## What you need to do:
Return every line of the data below verbatim, from the first line to the last.

## Source records:

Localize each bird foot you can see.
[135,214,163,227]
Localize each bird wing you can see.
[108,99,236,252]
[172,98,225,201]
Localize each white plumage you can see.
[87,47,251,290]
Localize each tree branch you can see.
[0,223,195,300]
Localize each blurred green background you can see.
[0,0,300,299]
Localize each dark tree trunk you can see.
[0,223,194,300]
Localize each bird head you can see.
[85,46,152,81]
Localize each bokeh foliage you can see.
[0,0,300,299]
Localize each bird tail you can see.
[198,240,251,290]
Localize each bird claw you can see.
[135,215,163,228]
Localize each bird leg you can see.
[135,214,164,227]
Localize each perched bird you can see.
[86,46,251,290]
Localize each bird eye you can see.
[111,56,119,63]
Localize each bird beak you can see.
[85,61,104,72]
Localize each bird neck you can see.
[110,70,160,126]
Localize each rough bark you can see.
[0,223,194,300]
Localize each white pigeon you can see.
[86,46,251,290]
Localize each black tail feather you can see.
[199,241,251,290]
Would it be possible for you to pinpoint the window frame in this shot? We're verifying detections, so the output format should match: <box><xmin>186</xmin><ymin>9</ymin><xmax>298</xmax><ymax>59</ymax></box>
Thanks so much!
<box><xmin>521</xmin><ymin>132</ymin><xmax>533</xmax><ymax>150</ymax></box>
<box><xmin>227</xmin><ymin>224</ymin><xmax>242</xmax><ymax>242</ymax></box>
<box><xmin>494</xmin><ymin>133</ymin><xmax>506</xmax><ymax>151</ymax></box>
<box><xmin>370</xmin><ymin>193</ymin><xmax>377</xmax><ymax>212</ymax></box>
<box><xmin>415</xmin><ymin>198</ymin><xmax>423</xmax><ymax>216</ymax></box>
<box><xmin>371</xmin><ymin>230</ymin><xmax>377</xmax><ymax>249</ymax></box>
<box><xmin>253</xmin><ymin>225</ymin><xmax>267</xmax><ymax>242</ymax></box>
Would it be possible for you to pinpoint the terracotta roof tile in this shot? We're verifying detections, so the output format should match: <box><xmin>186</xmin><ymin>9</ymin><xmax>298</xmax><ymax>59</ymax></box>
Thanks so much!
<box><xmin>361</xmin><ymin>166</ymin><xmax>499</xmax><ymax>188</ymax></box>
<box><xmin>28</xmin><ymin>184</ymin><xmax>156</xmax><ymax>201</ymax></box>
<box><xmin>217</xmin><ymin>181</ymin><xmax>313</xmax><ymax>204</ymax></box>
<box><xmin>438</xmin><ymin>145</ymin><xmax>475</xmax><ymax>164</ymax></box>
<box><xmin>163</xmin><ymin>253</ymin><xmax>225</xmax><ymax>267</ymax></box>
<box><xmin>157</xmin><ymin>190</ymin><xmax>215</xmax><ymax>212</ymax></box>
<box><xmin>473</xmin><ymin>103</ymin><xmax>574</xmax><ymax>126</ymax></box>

## Result of this exercise:
Localize each bird foot you can see.
[135,214,163,227]
Localize each bird wing you can see.
[108,99,236,252]
[172,98,225,201]
Localize each white plumage you can see.
[87,47,251,290]
Localize each tree branch you can see.
[0,223,195,300]
Localize each blurred green background you can see.
[0,0,300,299]
Localize each dark tree trunk you can see.
[0,223,194,300]
Localize each bird head you can see.
[85,46,152,81]
Localize each bokeh foliage you can see.
[0,0,300,299]
Localize each bird tail you can see.
[198,240,251,290]
Localize each bird claw you can see.
[135,215,163,228]
Localize each bird leg you can see.
[135,214,164,227]
Localize each perched bird you can see.
[86,46,251,290]
Localize each bird eye you can see.
[111,56,119,63]
Localize each bird beak you can see.
[85,61,104,72]
Localize each bird neck you can see.
[110,70,160,126]
Localize each rough bark you can see.
[0,223,194,300]
Localize each white pigeon you can see.
[86,46,251,290]
Localize each black tail feather you can see.
[199,241,251,290]
Would it be possible for you to pinpoint the window frame in this shot? We're verifying detections, so the output format should match: <box><xmin>186</xmin><ymin>9</ymin><xmax>298</xmax><ymax>59</ymax></box>
Thanks so much!
<box><xmin>521</xmin><ymin>132</ymin><xmax>533</xmax><ymax>150</ymax></box>
<box><xmin>227</xmin><ymin>224</ymin><xmax>242</xmax><ymax>242</ymax></box>
<box><xmin>494</xmin><ymin>133</ymin><xmax>506</xmax><ymax>151</ymax></box>
<box><xmin>370</xmin><ymin>193</ymin><xmax>377</xmax><ymax>212</ymax></box>
<box><xmin>415</xmin><ymin>198</ymin><xmax>423</xmax><ymax>216</ymax></box>
<box><xmin>371</xmin><ymin>230</ymin><xmax>377</xmax><ymax>249</ymax></box>
<box><xmin>253</xmin><ymin>225</ymin><xmax>267</xmax><ymax>242</ymax></box>
Would it be possible for you to pinpoint the terracotta roof tile in this shot? We're verifying detections, so the output format should match: <box><xmin>186</xmin><ymin>9</ymin><xmax>298</xmax><ymax>59</ymax></box>
Thanks so much!
<box><xmin>361</xmin><ymin>166</ymin><xmax>499</xmax><ymax>188</ymax></box>
<box><xmin>28</xmin><ymin>184</ymin><xmax>156</xmax><ymax>201</ymax></box>
<box><xmin>217</xmin><ymin>181</ymin><xmax>313</xmax><ymax>204</ymax></box>
<box><xmin>438</xmin><ymin>145</ymin><xmax>475</xmax><ymax>164</ymax></box>
<box><xmin>163</xmin><ymin>253</ymin><xmax>225</xmax><ymax>267</ymax></box>
<box><xmin>157</xmin><ymin>190</ymin><xmax>215</xmax><ymax>212</ymax></box>
<box><xmin>473</xmin><ymin>103</ymin><xmax>574</xmax><ymax>126</ymax></box>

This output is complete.